▶ What to work on
Among the lines below, return each one that contains the word "door".

[Start of section]

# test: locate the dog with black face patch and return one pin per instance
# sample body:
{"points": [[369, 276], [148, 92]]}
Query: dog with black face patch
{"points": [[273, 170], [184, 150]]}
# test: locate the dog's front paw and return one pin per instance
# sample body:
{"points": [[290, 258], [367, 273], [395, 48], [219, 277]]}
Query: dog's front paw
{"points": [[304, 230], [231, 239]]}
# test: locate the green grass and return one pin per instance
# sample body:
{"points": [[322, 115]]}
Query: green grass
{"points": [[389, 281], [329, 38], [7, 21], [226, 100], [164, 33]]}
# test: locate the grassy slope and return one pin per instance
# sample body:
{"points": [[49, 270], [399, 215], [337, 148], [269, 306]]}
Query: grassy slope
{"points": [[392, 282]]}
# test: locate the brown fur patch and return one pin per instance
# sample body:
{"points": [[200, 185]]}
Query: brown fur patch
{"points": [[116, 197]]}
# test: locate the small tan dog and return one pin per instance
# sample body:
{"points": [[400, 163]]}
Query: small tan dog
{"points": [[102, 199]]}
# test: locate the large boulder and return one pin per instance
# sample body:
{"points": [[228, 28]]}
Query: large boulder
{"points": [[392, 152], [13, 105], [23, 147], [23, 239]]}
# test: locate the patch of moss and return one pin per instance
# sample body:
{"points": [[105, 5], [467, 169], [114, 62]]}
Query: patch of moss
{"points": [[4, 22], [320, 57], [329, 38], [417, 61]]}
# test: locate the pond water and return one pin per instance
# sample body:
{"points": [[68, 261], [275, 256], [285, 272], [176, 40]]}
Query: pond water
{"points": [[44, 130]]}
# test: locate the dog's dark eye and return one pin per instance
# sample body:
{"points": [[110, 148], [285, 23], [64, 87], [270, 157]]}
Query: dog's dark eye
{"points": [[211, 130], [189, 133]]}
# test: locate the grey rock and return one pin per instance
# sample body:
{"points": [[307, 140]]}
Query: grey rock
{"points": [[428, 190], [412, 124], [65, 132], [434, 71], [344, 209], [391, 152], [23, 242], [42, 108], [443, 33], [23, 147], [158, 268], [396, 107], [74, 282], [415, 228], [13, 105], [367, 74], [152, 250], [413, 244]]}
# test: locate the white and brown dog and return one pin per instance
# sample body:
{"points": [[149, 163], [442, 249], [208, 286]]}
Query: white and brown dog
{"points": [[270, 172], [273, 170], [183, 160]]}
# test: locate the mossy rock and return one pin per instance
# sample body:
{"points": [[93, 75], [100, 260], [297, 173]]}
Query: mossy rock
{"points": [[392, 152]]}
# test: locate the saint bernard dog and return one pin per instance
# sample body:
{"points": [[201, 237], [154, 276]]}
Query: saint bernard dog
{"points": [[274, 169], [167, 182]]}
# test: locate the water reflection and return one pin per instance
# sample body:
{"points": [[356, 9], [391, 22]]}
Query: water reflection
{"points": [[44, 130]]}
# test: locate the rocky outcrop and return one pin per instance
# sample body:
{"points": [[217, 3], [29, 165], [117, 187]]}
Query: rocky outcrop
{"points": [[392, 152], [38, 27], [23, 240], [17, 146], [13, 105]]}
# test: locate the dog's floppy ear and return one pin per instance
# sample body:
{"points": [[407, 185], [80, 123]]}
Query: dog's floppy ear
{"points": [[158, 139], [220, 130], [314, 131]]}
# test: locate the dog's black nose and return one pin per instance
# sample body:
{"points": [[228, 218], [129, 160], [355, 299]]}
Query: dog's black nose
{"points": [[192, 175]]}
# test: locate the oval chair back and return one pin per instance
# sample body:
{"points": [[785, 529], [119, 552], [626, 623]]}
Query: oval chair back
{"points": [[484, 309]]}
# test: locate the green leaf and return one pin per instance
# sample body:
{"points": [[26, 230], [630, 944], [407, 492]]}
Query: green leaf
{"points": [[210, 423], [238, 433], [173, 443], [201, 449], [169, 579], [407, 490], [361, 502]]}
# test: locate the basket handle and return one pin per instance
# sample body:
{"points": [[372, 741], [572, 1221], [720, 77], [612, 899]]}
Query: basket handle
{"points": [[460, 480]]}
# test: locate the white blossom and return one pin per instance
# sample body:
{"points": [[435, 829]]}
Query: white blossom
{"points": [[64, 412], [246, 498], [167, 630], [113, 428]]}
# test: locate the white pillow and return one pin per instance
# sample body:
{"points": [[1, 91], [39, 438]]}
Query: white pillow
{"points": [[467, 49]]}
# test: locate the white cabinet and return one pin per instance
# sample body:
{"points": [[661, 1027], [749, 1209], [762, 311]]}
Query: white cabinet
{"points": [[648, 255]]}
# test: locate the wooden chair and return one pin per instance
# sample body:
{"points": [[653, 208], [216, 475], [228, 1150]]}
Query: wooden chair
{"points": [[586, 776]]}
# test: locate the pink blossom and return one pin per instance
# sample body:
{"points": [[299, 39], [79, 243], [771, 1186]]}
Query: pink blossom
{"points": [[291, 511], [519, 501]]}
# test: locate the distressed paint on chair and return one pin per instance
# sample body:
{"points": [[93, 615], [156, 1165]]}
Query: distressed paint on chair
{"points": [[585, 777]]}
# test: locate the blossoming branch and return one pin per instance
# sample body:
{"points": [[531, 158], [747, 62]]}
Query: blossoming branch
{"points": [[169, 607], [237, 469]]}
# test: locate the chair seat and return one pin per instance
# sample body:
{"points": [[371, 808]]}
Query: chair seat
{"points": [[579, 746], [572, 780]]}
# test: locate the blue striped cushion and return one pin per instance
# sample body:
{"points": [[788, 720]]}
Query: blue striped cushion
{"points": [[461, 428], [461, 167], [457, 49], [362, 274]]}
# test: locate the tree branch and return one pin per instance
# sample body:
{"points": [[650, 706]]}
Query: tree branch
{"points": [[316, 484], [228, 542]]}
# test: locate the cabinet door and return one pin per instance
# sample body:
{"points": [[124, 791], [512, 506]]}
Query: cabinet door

[End of section]

▶ Result for this task
# test: locate the cabinet door and return one pin per instance
Query: cabinet door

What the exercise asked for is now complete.